§ Travail demandé
1 - D'après le texte proposé, depuis quel événement discute-t-on largement des notions de la finance comportementale ?
2 - Recopiez le passage du texte proposé qui commence à « Qu’est ce qu’un » et se termine à « pour les éviter. ».

§ Texte proposé
Qu’est ce qu’un investisseur peut faire pour minimiser les dommages causés par les montagnes russes émotionnelles ?

Depuis le dégonflement de la bulle technologique, on a largement discuté des notions de la finance comportementale. Ces recherches ont d’ailleurs prouvé que les investisseurs font, de façon prévisible, les mêmes erreurs décisionnelles. Cela a permis de valider ce dont on se doutait auparavant.

Reste que les investisseurs de talent réussissent à éloigner leurs émotions du centre de décision en développant des stratégies et des règles – auxquelles ils se plient systématiquement. Voici donc les erreurs émotionnelles les plus fréquentes et des astuces pour les éviter.

§ Segment de données
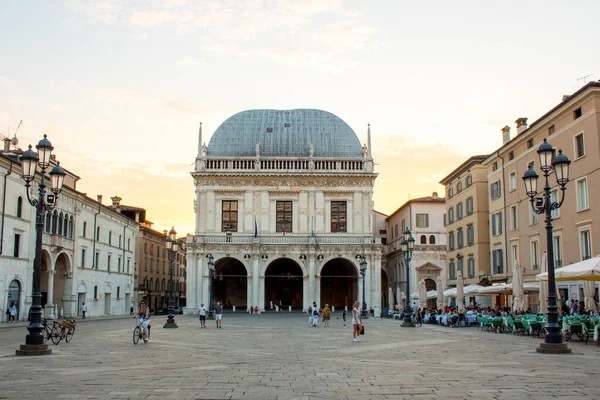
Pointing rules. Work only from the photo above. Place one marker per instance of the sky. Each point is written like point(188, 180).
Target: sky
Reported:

§ Corrigé
1 - Depuis le dégonflement de la bulle technologique.

2 -
Qu’est ce qu’un investisseur peut faire pour minimiser les dommages causés par les montagnes russes émotionnelles ?

Depuis le dégonflement de la bulle technologique, on a largement discuté des notions de la finance comportementale. Ces recherches ont d’ailleurs prouvé que les investisseurs font, de façon prévisible, les mêmes erreurs décisionnelles. Cela a permis de valider ce dont on se doutait auparavant.

Reste que les investisseurs de talent réussissent à éloigner leurs émotions du centre de décision en développant des stratégies et des règles – auxquelles ils se plient systématiquement. Voici donc les erreurs émotionnelles les plus fréquentes et des astuces pour les éviter.